*Brief:* Return every one of the following records word for word, with no change, omission, or addition.

*Record excerpts:*
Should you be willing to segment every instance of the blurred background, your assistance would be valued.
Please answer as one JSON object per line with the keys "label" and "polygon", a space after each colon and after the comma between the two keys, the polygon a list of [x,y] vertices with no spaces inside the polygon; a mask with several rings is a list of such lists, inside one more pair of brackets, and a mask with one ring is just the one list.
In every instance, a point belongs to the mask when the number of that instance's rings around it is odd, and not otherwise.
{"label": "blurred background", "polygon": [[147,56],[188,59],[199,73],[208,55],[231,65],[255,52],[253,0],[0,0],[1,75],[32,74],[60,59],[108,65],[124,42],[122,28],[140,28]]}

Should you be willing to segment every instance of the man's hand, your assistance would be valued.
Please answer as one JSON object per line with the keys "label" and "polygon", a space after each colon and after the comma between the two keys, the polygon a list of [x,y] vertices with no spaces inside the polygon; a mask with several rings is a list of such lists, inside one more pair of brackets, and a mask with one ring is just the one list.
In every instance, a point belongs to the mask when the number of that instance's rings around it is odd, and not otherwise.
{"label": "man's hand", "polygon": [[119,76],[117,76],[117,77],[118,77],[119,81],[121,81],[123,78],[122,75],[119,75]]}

*Completed exercise:*
Should you be willing to segment every instance of the blurred background, your assistance would be valued.
Please answer as one JSON object per line with the keys "label" and "polygon", a space after each colon and after the comma between the two keys, the polygon a list of [x,y] vertices with no spaces inside the polygon; a mask with several rings is a list of such lists, inside one more pair of brackets, and a mask with one ring is just the one list.
In every instance, a point belongs to the mask when the number of that instance's rings around it is odd, and not otherwise.
{"label": "blurred background", "polygon": [[147,56],[188,59],[199,73],[208,55],[231,65],[255,52],[253,0],[0,0],[1,75],[32,74],[60,59],[108,65],[124,42],[122,28],[140,28]]}

Should you be willing to segment every instance of the man's hand, your assistance would be valued.
Please answer as one JSON object per line with the keys "label" and "polygon", a space after each colon and after the comma between the two keys, the polygon a list of [x,y] vertices with no spaces inside the polygon; a mask with several rings is a list of such lists, inside one more pair of brackets, and a mask with one ring is just the one list.
In every instance, a point belongs to the mask when the number of that instance's rings around it is odd, and not otherwise.
{"label": "man's hand", "polygon": [[119,76],[117,76],[117,77],[118,77],[119,81],[121,81],[123,78],[122,75],[119,75]]}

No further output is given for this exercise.